## WHAT THIS TASK INVOLVES
Copy out every line below that contains the word "black".

## Items listed in a dataset
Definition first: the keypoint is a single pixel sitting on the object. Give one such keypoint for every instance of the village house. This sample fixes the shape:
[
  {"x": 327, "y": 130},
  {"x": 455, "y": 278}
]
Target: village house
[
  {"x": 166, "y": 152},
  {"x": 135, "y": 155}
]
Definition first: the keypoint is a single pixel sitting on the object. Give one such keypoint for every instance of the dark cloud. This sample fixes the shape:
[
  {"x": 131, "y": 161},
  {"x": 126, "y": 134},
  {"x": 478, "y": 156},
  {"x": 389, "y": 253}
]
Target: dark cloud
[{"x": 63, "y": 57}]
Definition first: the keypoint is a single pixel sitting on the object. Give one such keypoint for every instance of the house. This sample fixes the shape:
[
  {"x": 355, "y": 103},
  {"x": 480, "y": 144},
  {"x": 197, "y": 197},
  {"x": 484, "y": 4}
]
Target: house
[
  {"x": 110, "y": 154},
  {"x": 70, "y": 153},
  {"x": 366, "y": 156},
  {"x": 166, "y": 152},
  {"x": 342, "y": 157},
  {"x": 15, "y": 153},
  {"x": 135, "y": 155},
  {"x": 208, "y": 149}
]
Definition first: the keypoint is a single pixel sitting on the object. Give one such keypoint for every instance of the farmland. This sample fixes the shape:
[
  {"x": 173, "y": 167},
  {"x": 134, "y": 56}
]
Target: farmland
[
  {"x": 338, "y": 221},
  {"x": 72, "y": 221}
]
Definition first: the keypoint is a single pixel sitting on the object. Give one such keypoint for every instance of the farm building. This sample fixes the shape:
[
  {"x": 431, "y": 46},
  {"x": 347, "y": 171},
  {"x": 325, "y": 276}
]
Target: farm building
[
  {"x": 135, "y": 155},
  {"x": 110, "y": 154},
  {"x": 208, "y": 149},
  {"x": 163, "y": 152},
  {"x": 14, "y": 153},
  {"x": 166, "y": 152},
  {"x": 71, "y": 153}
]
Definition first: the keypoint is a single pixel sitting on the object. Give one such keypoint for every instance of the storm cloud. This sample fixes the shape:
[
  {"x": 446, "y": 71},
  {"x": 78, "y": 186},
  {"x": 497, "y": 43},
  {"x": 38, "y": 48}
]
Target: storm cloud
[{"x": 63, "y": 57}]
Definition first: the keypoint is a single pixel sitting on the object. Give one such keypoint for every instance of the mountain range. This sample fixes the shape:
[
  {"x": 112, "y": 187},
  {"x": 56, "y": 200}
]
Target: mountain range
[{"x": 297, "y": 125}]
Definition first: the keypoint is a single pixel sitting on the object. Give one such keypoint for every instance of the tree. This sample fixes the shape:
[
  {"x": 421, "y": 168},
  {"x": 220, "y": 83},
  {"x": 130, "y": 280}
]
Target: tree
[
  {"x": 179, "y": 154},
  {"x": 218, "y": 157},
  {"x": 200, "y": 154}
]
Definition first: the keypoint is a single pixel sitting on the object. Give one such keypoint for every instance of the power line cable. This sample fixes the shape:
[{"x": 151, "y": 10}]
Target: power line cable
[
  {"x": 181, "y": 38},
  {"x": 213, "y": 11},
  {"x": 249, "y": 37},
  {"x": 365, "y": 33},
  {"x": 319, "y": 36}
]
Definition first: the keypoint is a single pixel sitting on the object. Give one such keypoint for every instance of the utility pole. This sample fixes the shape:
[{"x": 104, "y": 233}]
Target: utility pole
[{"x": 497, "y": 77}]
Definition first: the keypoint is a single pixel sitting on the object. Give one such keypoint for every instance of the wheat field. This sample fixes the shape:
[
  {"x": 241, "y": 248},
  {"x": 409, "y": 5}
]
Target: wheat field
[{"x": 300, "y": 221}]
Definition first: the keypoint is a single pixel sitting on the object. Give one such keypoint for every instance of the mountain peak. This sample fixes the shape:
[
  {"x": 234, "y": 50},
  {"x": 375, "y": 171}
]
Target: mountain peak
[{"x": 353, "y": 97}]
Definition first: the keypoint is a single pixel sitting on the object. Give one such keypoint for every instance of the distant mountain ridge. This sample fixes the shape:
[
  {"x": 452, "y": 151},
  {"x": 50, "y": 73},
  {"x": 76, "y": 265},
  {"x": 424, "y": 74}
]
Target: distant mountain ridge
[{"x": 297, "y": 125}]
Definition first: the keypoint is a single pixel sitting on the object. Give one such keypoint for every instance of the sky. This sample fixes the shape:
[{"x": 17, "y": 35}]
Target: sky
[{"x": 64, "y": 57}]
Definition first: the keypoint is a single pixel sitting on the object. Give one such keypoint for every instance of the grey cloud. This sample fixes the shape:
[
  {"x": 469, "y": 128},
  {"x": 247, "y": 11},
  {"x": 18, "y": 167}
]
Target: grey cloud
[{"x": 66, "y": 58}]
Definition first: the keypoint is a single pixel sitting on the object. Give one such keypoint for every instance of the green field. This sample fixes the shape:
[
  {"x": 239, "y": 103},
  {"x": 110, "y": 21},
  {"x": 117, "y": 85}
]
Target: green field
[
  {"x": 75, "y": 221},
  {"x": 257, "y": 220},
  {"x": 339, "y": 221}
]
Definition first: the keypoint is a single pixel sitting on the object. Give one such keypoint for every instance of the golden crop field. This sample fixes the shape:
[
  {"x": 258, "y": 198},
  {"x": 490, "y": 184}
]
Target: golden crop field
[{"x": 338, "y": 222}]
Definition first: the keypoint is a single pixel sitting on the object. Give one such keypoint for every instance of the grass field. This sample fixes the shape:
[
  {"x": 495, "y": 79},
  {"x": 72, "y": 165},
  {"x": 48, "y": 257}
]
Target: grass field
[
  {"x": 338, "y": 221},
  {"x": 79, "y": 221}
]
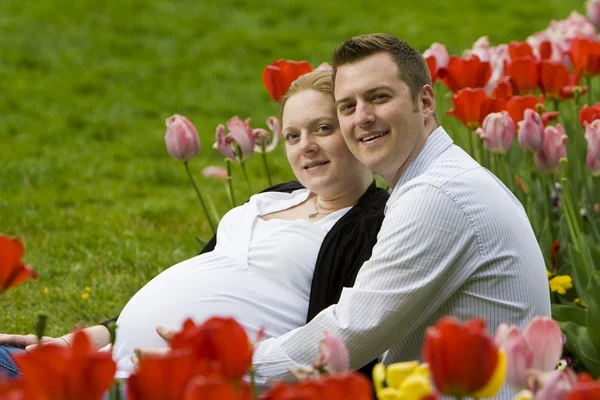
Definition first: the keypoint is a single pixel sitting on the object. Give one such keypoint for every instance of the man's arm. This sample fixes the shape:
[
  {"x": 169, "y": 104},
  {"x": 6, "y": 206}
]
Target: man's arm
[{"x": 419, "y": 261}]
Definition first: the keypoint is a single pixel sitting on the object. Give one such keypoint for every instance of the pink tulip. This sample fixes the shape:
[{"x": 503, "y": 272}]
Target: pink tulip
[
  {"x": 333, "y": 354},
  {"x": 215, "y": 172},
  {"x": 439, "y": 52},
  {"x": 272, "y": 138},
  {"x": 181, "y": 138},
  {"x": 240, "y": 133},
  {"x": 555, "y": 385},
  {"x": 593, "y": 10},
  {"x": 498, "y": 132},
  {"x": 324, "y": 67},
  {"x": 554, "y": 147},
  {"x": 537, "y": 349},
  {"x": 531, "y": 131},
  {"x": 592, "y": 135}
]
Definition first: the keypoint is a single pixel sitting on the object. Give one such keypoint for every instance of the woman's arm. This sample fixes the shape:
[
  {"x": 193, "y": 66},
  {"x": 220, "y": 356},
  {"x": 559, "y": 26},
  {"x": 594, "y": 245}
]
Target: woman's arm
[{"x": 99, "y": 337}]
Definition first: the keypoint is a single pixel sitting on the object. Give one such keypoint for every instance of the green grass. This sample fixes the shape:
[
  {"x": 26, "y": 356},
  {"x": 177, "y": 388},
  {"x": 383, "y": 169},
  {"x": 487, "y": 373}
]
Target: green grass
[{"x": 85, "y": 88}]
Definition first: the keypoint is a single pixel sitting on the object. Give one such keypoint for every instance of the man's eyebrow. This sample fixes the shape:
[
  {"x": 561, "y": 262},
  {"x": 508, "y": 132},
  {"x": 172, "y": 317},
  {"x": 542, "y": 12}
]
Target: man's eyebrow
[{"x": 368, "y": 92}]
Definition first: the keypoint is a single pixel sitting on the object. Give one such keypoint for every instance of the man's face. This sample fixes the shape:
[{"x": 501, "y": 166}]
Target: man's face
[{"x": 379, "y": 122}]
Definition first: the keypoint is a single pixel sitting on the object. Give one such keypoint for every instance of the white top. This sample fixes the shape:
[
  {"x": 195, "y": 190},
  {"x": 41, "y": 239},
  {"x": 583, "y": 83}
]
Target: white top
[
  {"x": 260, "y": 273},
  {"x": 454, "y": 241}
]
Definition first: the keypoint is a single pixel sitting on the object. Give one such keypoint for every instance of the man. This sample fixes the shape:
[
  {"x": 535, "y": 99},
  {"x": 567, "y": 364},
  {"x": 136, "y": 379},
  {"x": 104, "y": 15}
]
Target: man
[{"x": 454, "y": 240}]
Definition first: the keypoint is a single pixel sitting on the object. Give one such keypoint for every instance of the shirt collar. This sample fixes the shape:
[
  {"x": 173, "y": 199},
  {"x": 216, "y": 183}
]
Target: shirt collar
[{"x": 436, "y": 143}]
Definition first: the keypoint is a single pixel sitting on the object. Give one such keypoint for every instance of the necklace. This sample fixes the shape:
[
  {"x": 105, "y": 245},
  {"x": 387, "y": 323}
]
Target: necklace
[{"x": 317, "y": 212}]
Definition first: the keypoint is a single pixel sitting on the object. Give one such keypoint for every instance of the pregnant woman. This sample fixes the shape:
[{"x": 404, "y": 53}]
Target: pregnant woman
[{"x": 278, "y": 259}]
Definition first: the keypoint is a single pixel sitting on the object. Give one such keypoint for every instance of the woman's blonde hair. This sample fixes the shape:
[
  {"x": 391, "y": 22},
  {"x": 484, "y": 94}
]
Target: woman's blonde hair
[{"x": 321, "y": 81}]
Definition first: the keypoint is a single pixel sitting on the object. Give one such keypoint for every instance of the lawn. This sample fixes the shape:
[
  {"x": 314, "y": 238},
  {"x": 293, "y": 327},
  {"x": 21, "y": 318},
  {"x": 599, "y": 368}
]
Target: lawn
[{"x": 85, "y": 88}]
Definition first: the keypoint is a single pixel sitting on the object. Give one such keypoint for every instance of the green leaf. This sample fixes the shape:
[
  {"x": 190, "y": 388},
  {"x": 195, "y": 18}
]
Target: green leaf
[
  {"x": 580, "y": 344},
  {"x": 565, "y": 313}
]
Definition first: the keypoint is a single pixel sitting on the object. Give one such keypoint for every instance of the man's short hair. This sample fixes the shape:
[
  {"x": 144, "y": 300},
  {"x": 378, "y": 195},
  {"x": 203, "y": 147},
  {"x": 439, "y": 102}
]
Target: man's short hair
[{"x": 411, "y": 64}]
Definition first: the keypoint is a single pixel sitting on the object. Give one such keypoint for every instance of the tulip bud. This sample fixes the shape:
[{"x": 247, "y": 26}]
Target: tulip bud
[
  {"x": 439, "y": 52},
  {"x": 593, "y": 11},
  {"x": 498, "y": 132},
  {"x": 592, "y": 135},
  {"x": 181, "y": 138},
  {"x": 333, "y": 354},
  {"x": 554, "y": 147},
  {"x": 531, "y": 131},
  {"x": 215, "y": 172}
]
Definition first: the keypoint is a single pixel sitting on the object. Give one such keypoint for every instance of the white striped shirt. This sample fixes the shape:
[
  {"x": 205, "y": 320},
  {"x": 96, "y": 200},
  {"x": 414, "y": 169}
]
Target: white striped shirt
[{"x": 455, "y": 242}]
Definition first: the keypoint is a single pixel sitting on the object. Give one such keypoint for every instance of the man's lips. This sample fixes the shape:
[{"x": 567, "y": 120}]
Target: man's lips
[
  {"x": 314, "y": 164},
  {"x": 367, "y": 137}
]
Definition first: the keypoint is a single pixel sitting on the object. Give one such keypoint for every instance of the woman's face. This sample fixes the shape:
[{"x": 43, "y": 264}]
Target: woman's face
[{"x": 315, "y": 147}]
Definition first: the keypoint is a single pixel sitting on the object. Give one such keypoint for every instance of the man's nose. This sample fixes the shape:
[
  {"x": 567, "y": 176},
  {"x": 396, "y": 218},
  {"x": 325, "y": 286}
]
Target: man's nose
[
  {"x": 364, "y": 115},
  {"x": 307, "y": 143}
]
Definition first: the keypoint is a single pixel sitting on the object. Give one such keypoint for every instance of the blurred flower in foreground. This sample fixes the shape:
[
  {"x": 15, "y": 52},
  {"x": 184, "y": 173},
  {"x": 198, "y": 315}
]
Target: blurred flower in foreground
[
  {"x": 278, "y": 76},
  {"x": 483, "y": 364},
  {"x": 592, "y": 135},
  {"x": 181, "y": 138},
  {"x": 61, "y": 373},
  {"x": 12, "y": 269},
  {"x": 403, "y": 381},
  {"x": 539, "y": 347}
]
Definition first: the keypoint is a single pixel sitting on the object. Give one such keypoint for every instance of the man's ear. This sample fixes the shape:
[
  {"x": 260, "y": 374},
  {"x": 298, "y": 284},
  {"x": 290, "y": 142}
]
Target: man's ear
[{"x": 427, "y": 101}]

--

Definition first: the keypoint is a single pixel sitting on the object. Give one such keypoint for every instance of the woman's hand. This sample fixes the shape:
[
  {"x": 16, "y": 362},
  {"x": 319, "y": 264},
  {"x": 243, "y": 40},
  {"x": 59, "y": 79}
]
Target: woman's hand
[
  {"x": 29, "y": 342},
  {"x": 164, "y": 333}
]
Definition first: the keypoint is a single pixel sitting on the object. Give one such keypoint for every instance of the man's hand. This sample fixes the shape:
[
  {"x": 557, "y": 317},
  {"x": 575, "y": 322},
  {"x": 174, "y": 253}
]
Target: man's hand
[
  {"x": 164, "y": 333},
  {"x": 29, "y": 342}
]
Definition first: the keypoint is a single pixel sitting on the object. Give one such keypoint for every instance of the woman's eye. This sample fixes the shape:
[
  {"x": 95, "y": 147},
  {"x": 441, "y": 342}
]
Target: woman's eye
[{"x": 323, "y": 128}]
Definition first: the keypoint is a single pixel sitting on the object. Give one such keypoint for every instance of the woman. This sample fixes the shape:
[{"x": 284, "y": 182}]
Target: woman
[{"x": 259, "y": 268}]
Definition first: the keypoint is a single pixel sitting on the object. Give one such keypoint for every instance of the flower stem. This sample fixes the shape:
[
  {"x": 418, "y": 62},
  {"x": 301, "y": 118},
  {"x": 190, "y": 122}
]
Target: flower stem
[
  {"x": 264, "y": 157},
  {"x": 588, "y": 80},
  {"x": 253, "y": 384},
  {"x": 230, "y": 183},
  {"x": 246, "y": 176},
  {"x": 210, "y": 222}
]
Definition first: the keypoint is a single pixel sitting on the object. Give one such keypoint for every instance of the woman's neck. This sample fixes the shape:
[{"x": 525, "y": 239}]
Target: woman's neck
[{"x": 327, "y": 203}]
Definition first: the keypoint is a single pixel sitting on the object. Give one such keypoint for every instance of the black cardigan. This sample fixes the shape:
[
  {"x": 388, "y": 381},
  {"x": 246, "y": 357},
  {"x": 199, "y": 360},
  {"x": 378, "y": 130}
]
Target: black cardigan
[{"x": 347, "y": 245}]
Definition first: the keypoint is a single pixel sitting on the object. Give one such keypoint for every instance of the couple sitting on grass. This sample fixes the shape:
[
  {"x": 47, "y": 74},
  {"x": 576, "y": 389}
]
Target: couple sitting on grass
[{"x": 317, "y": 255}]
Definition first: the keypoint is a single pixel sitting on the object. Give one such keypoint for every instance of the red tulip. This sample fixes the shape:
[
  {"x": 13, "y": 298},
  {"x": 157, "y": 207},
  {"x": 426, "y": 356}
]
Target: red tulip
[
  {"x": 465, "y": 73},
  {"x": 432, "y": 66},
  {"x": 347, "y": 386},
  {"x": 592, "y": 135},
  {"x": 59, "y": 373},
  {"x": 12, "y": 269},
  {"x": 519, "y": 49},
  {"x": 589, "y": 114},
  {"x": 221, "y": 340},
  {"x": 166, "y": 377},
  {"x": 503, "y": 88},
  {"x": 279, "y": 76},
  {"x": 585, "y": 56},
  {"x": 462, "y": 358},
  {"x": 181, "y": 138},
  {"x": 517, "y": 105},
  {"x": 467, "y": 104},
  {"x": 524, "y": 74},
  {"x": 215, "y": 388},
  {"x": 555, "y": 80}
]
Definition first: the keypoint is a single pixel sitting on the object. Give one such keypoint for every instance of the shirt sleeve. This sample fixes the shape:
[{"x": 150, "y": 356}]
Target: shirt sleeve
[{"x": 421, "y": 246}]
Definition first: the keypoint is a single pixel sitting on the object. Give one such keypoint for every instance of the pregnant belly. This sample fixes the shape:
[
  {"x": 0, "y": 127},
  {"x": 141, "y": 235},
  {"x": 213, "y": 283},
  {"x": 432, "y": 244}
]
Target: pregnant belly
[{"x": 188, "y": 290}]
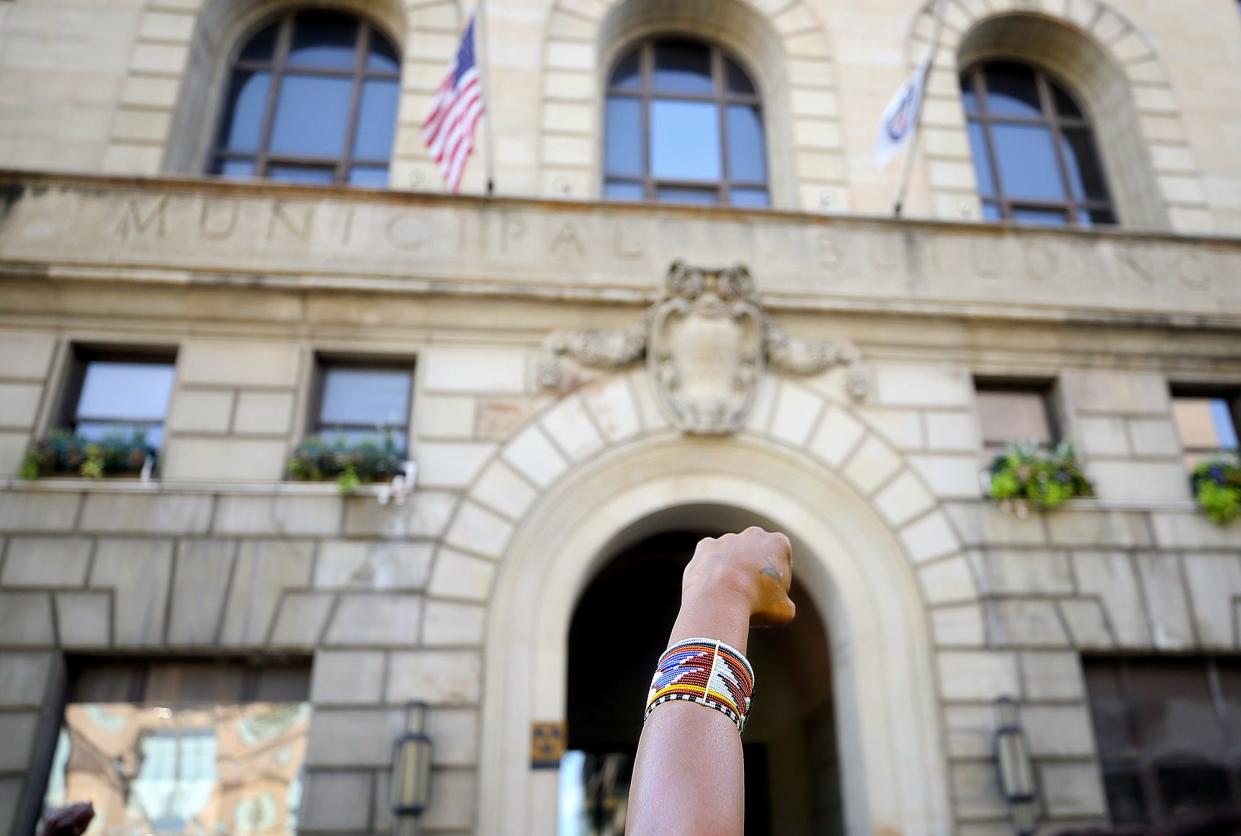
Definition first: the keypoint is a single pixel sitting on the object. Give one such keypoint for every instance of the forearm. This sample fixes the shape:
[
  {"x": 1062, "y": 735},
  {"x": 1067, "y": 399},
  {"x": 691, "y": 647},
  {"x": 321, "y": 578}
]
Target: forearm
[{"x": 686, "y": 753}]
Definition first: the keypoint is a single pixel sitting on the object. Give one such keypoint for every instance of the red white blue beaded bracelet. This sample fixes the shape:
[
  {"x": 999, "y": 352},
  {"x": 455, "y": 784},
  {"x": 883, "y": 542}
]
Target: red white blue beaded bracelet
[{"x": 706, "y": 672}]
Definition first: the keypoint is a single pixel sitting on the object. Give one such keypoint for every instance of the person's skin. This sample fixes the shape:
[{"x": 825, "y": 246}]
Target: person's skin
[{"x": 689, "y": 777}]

## CORRECT OUTPUT
Definition first: the keypoint is a single pixel sitting on the object. Give one such keypoint for every instance of the black cardigan. This sample fixes the shape:
Target: black cardigan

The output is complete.